REQUIRED ACTION >> When copying the data, keep every line exactly the same.
### DATA EXCERPTS
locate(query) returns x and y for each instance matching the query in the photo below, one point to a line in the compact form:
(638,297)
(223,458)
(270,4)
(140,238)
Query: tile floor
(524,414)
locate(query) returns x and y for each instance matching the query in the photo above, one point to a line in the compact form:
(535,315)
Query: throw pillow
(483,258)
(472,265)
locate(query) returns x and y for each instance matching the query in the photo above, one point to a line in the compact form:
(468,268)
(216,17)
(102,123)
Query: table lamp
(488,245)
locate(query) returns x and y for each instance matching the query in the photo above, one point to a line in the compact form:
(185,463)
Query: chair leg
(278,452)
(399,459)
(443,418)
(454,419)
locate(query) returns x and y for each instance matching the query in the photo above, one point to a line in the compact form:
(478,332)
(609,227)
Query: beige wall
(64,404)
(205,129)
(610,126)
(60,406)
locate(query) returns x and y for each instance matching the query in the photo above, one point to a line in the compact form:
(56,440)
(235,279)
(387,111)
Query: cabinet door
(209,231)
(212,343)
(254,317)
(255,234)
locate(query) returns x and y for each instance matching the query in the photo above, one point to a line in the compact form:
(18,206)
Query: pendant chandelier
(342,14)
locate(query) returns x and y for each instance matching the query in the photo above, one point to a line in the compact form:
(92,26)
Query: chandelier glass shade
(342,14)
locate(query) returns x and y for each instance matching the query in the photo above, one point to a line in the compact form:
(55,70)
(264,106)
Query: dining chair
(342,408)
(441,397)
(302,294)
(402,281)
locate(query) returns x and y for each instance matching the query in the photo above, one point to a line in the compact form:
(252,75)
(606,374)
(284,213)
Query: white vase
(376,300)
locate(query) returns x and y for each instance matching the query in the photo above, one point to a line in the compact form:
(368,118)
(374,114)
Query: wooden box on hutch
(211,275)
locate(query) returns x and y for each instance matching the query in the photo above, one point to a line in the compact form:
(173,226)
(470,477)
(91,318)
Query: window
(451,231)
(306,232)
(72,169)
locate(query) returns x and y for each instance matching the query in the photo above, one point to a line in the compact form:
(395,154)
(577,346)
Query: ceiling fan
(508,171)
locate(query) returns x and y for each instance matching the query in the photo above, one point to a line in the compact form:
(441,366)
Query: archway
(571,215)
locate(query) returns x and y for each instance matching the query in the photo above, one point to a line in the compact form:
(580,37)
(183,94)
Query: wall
######
SOLUTION TO THE EXERCISE >>
locate(query) returns x and y for each instance matching the query in the photo below, one point to a line in the compact form:
(638,297)
(223,458)
(270,4)
(140,238)
Query: tile floor
(524,414)
locate(query) returns x and y for each instance matching the query in the photo above, one point to a line in the compact form:
(535,315)
Query: throw pillow
(483,258)
(472,265)
locate(query) returns x and y for each instance matching the query in the photo above, one point to a line in the compact form:
(468,268)
(216,17)
(102,123)
Query: table lamp
(488,245)
locate(query) returns x and y for each instance matching the query in the photo above, one point to a line in the compact form:
(185,463)
Query: chair leg
(278,452)
(399,459)
(443,418)
(454,419)
locate(query) returns x and y for each instance matching the query in the photo above, one point to a line in the compact form:
(478,332)
(609,227)
Query: beige wall
(64,404)
(205,129)
(610,126)
(60,406)
locate(query) returns x and y for each instance matching the query in the photo above, one point to a line in the compact form:
(56,440)
(235,279)
(387,111)
Query: cabinet door
(209,231)
(212,343)
(254,317)
(255,234)
locate(query) returns x and y for each instance matching the query in the photo above, one point to a line in the compact form:
(18,206)
Query: pendant chandelier
(342,14)
locate(query) returns x and y for each instance matching the query in the photo above, one point to a line in the compact form:
(92,26)
Query: chandelier glass shade
(342,14)
locate(query) returns x and y for each instance matching the query in the photo above, one point to a line in the compact form:
(55,70)
(264,106)
Query: dining chair
(342,408)
(441,397)
(302,294)
(402,281)
locate(query) returns x and y for each instance matching the query in the photo above, one point to a line in the compact form:
(252,75)
(606,374)
(284,213)
Query: white vase
(376,300)
locate(query) returns x and y for each instance matching the query in the photo above, one point to a line in the compact form:
(368,118)
(374,114)
Query: wooden box on hutch
(211,275)
locate(query) returns x and y for each instance matching the query in the photo above, one point to a line in the compact form:
(173,226)
(470,477)
(91,318)
Query: window
(451,231)
(306,232)
(72,169)
locate(query) returns x and y for each instance matching the query in the photo above, one point to a line in the compact form:
(395,154)
(577,346)
Query: ceiling fan
(508,171)
locate(query) returns x and y for each instance matching the query in the photo above, one point to a line in the compact form:
(441,366)
Query: archway
(571,215)
locate(query) returns x and y for each instance matching the query in the photo above, one point to a line in the compact form:
(580,37)
(183,94)
Query: wall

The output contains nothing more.